§ Passage to read

The key issue Christians face is trying to grasp the degree of Christian responsibility for the Nazi genocide. Clearly, many German Christians were utterly complicit, but certainly not all. Clearly, there are cultural links between this history of Christian anti-Semitism and Nazi anti-Semitism. But there is more to the story than that.

Here are three things to remember and to help us have a balanced, accurate view of Christians' relationship to this great horror.

First, not all German Christians collaborated or quietly stood by. German Christians are counted among the ranks of the righteous Gentiles who resisted and protected Jewish lives. The most famous is, of course, Dietrich Bonhoeffer. (See Christian History issue 32 for a full exploration of his heroism. And if you want to investigate the topic of righteous Gentiles even more, try to find a copy of the 1994 book by former CT columnist David Gushee, Righteous Gentiles of the Holocaust: A Christian Reflection.) The stories of righteous Gentiles display how the fundamental Christian command to love our neighbors as ourselves motivated many to take great personal risks.

[Referring expression records]
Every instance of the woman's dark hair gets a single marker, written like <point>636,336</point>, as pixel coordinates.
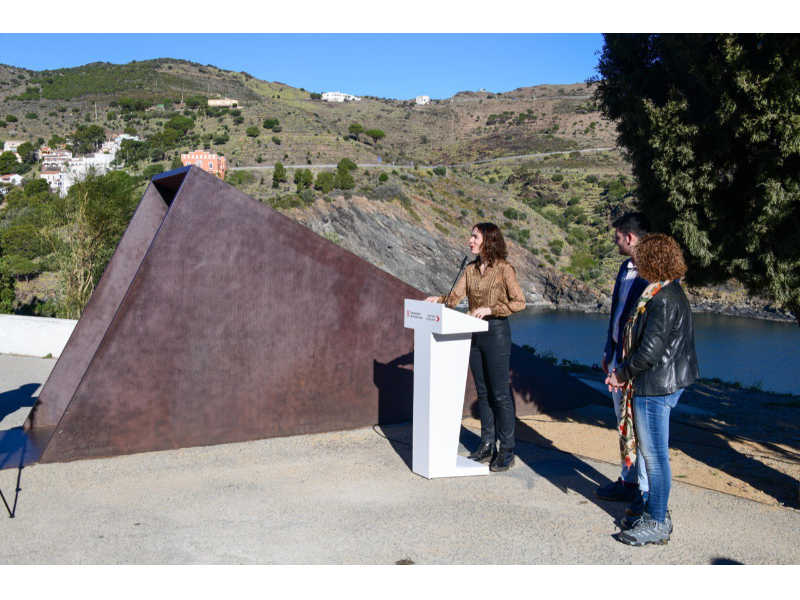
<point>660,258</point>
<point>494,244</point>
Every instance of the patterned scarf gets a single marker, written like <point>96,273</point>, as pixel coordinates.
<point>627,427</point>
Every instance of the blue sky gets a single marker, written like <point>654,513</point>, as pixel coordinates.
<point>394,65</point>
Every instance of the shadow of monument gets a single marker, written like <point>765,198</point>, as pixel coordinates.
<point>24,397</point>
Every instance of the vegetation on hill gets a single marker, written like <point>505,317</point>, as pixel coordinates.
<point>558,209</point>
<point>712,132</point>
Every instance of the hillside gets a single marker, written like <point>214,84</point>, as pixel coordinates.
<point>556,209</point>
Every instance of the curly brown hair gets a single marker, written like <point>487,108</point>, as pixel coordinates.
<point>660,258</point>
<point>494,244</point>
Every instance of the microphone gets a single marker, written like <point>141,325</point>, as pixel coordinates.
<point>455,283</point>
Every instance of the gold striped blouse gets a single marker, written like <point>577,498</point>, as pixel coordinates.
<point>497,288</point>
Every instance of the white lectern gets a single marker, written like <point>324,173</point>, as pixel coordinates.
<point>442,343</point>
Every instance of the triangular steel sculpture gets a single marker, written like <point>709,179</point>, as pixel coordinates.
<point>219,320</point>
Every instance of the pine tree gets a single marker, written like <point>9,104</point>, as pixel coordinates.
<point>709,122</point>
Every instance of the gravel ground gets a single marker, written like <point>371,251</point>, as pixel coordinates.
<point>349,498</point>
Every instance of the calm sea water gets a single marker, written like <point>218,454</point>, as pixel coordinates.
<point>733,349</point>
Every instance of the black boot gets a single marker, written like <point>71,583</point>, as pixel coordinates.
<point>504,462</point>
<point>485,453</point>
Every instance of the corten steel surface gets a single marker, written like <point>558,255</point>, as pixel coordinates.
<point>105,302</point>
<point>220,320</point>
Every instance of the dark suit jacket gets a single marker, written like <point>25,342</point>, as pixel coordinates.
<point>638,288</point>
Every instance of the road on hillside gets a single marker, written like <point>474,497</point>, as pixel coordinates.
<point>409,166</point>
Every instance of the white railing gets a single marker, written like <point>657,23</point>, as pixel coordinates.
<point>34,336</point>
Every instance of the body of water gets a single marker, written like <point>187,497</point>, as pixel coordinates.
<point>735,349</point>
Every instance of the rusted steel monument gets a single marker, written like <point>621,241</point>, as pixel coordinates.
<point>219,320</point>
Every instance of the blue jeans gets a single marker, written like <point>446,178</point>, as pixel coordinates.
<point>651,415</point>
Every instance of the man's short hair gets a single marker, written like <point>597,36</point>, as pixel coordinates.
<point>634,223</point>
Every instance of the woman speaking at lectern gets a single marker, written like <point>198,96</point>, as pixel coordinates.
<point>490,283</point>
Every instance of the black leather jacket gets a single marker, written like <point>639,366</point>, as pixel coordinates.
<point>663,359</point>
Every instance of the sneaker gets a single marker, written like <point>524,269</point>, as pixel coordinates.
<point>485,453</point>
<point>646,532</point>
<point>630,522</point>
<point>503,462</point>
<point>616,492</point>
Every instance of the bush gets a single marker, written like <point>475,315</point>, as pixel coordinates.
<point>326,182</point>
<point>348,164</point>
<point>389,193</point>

---

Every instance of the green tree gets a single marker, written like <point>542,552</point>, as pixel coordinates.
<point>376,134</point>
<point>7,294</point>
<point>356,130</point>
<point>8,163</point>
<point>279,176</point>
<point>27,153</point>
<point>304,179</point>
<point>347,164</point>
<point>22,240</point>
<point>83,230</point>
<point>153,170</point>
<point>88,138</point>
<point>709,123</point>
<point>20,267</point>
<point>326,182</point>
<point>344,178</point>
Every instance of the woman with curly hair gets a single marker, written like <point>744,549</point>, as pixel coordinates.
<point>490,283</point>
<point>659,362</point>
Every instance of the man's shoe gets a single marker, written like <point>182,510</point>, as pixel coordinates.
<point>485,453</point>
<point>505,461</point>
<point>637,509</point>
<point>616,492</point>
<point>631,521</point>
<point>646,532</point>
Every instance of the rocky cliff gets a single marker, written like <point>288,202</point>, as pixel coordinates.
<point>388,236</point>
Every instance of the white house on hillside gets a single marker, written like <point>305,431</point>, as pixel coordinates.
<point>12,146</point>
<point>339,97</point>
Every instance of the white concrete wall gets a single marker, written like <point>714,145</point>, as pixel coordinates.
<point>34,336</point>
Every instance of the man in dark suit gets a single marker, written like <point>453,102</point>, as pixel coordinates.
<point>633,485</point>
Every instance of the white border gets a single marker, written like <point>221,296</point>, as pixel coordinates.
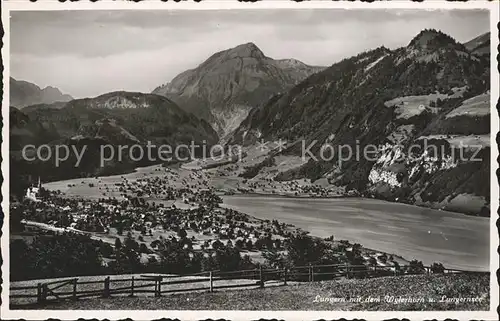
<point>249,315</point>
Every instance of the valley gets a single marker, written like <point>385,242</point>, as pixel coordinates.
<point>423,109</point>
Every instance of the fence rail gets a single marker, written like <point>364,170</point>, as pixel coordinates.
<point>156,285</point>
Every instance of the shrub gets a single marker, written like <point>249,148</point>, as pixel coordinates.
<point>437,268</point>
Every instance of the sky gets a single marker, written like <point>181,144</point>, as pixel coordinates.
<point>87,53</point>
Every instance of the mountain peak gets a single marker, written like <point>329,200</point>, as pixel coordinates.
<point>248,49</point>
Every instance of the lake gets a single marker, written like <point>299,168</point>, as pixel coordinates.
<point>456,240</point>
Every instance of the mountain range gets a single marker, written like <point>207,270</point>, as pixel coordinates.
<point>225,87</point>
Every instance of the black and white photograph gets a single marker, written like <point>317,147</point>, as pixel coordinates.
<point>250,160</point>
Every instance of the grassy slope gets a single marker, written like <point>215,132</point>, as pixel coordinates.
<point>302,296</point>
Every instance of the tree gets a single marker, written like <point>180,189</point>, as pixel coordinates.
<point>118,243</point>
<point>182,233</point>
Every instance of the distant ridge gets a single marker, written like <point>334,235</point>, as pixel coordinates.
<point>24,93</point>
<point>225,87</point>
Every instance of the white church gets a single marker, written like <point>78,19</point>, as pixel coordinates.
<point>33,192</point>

§ Problems to work on
[1] According to the passage on Christians and the Nazi genocide, who is the most famous German Christian among the righteous Gentiles?
[2] Please copy out the passage on Christians and the Nazi genocide from "The key issue" to "this great horror.".

§ Task solutions
[1] Dietrich Bonhoeffer

[2]
The key issue Christians face is trying to grasp the degree of Christian responsibility for the Nazi genocide. Clearly, many German Christians were utterly complicit, but certainly not all. Clearly, there are cultural links between this history of Christian anti-Semitism and Nazi anti-Semitism. But there is more to the story than that.

Here are three things to remember and to help us have a balanced, accurate view of Christians' relationship to this great horror.